* Study text *
......

Revascularization before exercise program improves walking for patients with PAD
Among patients with peripheral artery disease and intermittent claudication (cramping pain in the legs due to poor circulation in the arteries, aggravated by walking), a combination therapy of endovascular revascularization (an invasive procedure to improve blood flow in an artery) followed by supervised exercise resulted in greater improvement in walking distances and health-related quality-of-life measures at one year compared with supervised exercise only, according to a study in the November 10 issue of JAMA. This issue, a cardiovascular disease theme issue, coincides with the American Heart Association's Scientific Sessions 2015.
Intermittent claudication is the classic symptomatic form of peripheral artery disease (PAD), affecting approximately 20 to 40 million people worldwide and increasing rapidly with the aging world population. Patients with claudication experience significant functional disability often resulting in a sedentary lifestyle and reduced quality of life. Supervised exercise is recommended as a first-line treatment. A combination therapy of endovascular revascularization plus supervised exercise may be beneficial, but few data comparing the two therapies are available, according to background information in the article.

......

* Data extract *
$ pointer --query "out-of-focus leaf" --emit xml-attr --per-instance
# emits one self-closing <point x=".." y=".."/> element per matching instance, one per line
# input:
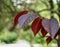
<point x="48" y="40"/>
<point x="27" y="18"/>
<point x="36" y="25"/>
<point x="51" y="26"/>
<point x="18" y="15"/>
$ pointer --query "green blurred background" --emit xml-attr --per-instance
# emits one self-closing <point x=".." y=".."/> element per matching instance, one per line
<point x="10" y="8"/>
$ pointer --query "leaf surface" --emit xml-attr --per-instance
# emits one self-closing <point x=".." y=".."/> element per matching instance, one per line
<point x="27" y="18"/>
<point x="18" y="15"/>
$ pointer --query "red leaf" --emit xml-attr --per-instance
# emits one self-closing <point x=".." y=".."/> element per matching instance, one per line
<point x="46" y="25"/>
<point x="48" y="40"/>
<point x="43" y="32"/>
<point x="18" y="15"/>
<point x="36" y="25"/>
<point x="54" y="27"/>
<point x="51" y="26"/>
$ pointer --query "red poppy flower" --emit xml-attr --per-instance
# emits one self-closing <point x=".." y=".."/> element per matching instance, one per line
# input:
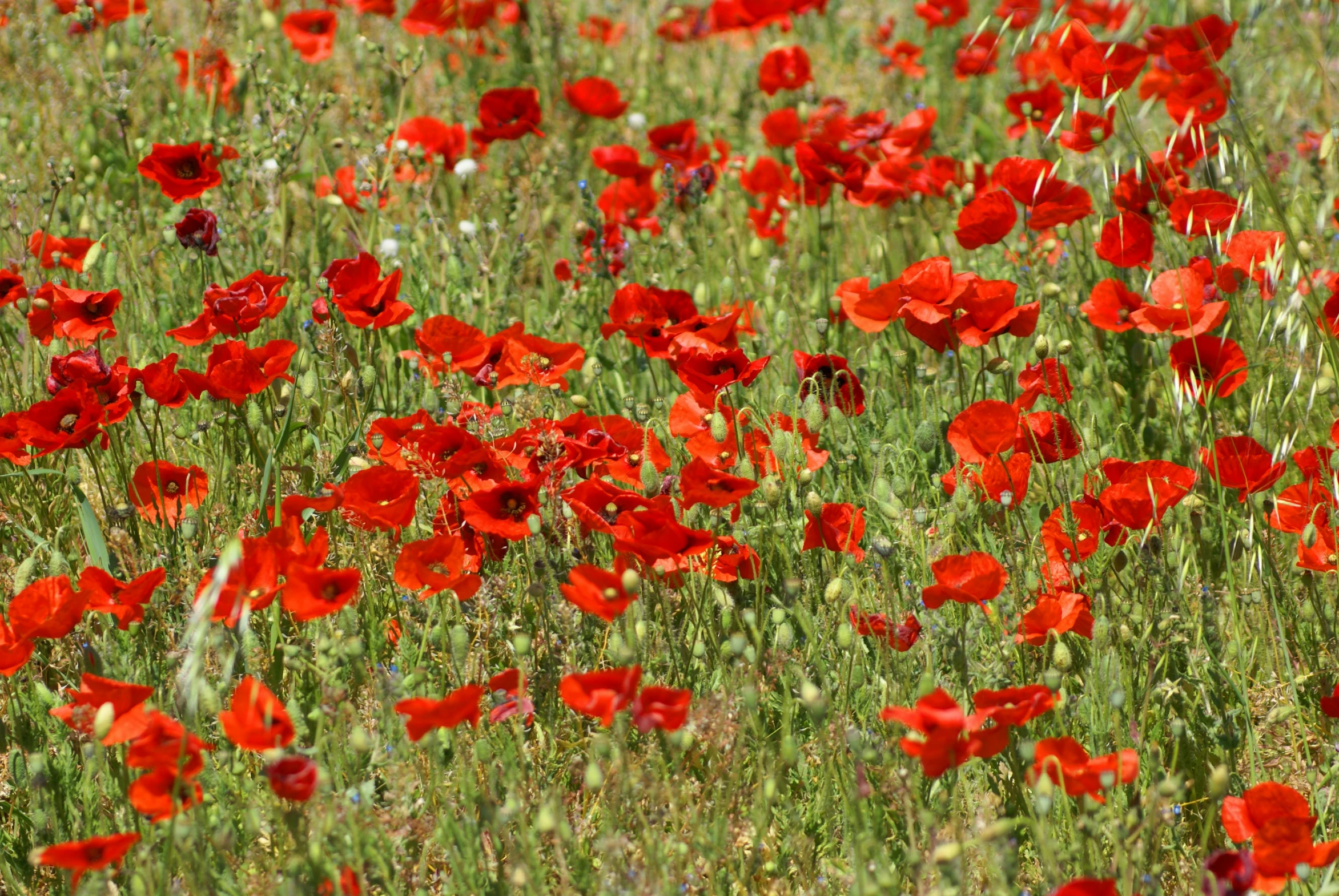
<point x="94" y="692"/>
<point x="185" y="172"/>
<point x="984" y="429"/>
<point x="663" y="708"/>
<point x="831" y="377"/>
<point x="122" y="599"/>
<point x="1066" y="762"/>
<point x="1104" y="68"/>
<point x="1196" y="213"/>
<point x="598" y="591"/>
<point x="504" y="508"/>
<point x="600" y="695"/>
<point x="595" y="96"/>
<point x="363" y="294"/>
<point x="1243" y="463"/>
<point x="1014" y="705"/>
<point x="436" y="565"/>
<point x="986" y="220"/>
<point x="837" y="527"/>
<point x="162" y="491"/>
<point x="311" y="593"/>
<point x="461" y="705"/>
<point x="1111" y="305"/>
<point x="1037" y="108"/>
<point x="71" y="419"/>
<point x="900" y="636"/>
<point x="1208" y="365"/>
<point x="235" y="371"/>
<point x="255" y="720"/>
<point x="783" y="68"/>
<point x="81" y="856"/>
<point x="1060" y="613"/>
<point x="235" y="309"/>
<point x="71" y="251"/>
<point x="948" y="736"/>
<point x="1127" y="241"/>
<point x="508" y="114"/>
<point x="964" y="578"/>
<point x="311" y="33"/>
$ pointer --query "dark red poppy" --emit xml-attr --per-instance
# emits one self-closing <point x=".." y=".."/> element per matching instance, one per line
<point x="986" y="220"/>
<point x="363" y="294"/>
<point x="122" y="599"/>
<point x="1127" y="241"/>
<point x="185" y="172"/>
<point x="1066" y="762"/>
<point x="900" y="636"/>
<point x="255" y="719"/>
<point x="425" y="715"/>
<point x="1111" y="305"/>
<point x="831" y="377"/>
<point x="87" y="855"/>
<point x="508" y="114"/>
<point x="948" y="737"/>
<point x="662" y="708"/>
<point x="235" y="372"/>
<point x="783" y="68"/>
<point x="293" y="777"/>
<point x="162" y="491"/>
<point x="311" y="33"/>
<point x="600" y="695"/>
<point x="595" y="96"/>
<point x="199" y="229"/>
<point x="235" y="309"/>
<point x="1208" y="365"/>
<point x="837" y="527"/>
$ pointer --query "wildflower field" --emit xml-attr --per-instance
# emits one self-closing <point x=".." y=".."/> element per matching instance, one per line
<point x="588" y="447"/>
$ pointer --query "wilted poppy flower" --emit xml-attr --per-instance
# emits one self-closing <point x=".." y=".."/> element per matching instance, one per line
<point x="1111" y="305"/>
<point x="162" y="491"/>
<point x="508" y="114"/>
<point x="461" y="705"/>
<point x="235" y="371"/>
<point x="837" y="527"/>
<point x="600" y="695"/>
<point x="122" y="599"/>
<point x="1127" y="241"/>
<point x="1278" y="823"/>
<point x="663" y="708"/>
<point x="595" y="96"/>
<point x="311" y="593"/>
<point x="311" y="33"/>
<point x="598" y="591"/>
<point x="235" y="309"/>
<point x="185" y="172"/>
<point x="363" y="294"/>
<point x="948" y="736"/>
<point x="87" y="855"/>
<point x="783" y="68"/>
<point x="900" y="636"/>
<point x="71" y="251"/>
<point x="255" y="720"/>
<point x="986" y="220"/>
<point x="1066" y="762"/>
<point x="1208" y="365"/>
<point x="199" y="229"/>
<point x="1243" y="463"/>
<point x="293" y="777"/>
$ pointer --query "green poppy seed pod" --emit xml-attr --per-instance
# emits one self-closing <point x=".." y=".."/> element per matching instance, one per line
<point x="719" y="429"/>
<point x="650" y="477"/>
<point x="103" y="720"/>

......

* Check your understanding *
(a) According to the PAD report, what consequences does claudication have for patients? List each one.
(b) Answer from the PAD report:
(i) In which issue of which journal did the study appear?
(ii) About how many people worldwide are affected by intermittent claudication?
(iii) What is recommended as a first-line treatment?
(c) Reproduce the passage of the PAD report between "Intermittent claudication is" and "in the article.", inclusive.
The data above come from a separate source and are unrelated to the PAD report.

* Responses by task *
(a)
- Significant functional disability
- A sedentary lifestyle
- Reduced quality of life

(b)
(i) The November 10 issue of JAMA
(ii) Approximately 20 to 40 million
(iii) Supervised exercise

(c)
Intermittent claudication is the classic symptomatic form of peripheral artery disease (PAD), affecting approximately 20 to 40 million people worldwide and increasing rapidly with the aging world population. Patients with claudication experience significant functional disability often resulting in a sedentary lifestyle and reduced quality of life. Supervised exercise is recommended as a first-line treatment. A combination therapy of endovascular revascularization plus supervised exercise may be beneficial, but few data comparing the two therapies are available, according to background information in the article.